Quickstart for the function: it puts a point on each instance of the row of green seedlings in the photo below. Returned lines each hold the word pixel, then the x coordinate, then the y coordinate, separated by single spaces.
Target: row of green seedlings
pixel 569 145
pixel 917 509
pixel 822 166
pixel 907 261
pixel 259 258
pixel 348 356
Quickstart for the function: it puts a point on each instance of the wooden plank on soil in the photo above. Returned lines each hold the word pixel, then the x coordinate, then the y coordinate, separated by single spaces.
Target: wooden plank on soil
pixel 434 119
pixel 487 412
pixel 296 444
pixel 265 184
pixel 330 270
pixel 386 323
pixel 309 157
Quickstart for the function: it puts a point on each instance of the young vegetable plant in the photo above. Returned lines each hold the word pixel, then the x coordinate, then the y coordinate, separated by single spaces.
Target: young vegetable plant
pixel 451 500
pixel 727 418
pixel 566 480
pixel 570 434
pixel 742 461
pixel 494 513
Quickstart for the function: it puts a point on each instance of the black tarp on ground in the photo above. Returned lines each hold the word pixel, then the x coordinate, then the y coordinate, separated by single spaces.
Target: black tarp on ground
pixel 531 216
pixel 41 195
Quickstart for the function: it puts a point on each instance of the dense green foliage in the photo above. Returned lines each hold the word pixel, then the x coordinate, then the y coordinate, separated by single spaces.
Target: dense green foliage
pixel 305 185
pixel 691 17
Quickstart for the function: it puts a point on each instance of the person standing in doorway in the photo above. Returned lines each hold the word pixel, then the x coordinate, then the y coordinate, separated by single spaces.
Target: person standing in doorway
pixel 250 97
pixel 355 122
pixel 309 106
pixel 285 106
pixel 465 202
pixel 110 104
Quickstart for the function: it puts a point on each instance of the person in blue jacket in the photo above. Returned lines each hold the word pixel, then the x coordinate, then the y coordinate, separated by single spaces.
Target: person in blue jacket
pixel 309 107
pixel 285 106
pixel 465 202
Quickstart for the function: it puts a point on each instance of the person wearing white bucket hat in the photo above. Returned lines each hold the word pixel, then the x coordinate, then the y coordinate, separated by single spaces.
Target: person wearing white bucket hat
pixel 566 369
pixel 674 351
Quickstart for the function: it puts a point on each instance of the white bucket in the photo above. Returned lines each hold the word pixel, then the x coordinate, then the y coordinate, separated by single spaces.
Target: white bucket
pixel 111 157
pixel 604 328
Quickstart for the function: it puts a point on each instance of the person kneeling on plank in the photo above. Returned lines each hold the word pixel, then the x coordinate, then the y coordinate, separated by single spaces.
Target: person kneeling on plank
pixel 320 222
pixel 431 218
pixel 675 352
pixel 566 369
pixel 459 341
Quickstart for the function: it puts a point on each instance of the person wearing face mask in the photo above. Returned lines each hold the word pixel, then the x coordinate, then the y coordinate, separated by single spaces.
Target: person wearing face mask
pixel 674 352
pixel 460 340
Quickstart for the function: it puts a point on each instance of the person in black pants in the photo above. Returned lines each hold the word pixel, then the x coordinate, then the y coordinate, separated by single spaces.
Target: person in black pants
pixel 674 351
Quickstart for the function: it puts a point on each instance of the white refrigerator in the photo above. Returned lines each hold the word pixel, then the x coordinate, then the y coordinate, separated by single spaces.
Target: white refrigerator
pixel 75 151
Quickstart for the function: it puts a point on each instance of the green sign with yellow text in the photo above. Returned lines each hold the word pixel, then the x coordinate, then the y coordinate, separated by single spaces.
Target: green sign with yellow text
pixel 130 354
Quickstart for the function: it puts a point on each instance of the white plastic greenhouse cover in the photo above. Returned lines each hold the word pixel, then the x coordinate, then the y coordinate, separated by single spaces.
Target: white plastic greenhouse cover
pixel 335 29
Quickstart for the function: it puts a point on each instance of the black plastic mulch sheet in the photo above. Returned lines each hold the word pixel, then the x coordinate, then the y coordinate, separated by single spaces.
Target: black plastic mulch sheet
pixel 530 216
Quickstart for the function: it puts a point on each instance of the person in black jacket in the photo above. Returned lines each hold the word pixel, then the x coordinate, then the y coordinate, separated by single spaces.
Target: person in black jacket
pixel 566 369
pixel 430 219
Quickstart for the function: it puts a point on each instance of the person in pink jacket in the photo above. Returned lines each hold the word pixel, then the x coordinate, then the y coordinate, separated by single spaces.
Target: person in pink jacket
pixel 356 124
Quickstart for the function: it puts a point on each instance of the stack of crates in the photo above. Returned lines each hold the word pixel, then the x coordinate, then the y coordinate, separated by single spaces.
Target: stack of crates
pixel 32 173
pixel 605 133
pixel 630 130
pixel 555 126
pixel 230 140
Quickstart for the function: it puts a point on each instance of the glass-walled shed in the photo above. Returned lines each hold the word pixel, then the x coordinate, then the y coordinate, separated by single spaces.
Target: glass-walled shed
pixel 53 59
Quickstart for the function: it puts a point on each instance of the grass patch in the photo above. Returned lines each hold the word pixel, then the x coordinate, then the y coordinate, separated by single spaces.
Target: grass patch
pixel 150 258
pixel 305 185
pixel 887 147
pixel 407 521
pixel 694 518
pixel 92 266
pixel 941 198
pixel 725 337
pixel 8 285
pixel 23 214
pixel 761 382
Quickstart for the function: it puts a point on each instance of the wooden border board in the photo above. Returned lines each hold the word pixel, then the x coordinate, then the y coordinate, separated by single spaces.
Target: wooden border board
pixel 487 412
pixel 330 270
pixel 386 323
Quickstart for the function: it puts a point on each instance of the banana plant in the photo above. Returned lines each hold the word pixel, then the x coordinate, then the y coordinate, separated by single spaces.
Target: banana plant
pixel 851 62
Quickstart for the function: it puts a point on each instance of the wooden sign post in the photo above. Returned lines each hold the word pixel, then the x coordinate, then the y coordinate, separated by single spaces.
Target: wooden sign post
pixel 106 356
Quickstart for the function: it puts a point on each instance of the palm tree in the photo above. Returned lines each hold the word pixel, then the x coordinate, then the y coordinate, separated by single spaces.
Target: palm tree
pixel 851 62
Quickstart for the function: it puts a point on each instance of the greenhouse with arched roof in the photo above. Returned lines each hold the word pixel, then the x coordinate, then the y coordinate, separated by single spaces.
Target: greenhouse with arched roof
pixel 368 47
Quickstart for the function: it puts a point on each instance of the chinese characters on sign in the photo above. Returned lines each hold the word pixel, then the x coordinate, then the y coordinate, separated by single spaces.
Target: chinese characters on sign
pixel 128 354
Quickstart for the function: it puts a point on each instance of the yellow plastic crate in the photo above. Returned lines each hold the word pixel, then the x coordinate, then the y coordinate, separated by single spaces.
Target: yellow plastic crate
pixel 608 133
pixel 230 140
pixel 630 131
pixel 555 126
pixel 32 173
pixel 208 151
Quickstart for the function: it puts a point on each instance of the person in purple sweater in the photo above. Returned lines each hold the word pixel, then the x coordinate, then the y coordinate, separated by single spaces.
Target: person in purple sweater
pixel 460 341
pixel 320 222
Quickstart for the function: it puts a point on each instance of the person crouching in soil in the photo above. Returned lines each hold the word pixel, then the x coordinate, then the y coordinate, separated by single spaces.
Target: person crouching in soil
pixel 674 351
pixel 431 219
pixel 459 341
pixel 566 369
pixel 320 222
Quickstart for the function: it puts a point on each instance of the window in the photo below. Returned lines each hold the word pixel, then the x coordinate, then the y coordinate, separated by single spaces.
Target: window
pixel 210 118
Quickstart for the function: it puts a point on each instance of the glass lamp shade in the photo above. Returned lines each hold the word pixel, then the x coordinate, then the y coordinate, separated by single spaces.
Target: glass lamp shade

_ _ _ _ _ _ _

PROMPT —
Begin at the line that has "Target: banana plant" in the entries above; stop after the line that has "of the yellow". Transcribe exactly those lines and no others.

TASK ANSWER —
Target: banana plant
pixel 851 62
Quickstart for the function: it puts a point on each instance of the wooden sign post in the photo above. Returned lines each hold the word pixel, then the x coordinate, then the y coordinate, separated by single spaces.
Target: wooden sign post
pixel 106 356
Quickstart for the function: it puts a point on each instance of the palm tree in the photo above. Returned lines each hold the word pixel, then the x coordinate, then the y coordinate, separated by single spaces.
Target: palm tree
pixel 851 62
Quickstart for the function: it puts a point on each instance of the greenhouse with arched roof in the photo above. Returned lines each hold the word pixel, then the x coordinate, then the y coordinate, separated by single spaces.
Target: greenhouse with arched roof
pixel 368 47
Quickstart for the function: it puts a point on each instance of the chinese characters on sign in the photo above. Returned lines each hold the word pixel, then the x coordinate, then the y coordinate, separated by single spaces.
Target: chinese characters on sign
pixel 128 354
Quickstart for the function: it puts a point on each instance of the yellow plastic crate in the photo above. Returned lines each hold the word pixel, then the x coordinate, then the y coordinate, separated by single spaces.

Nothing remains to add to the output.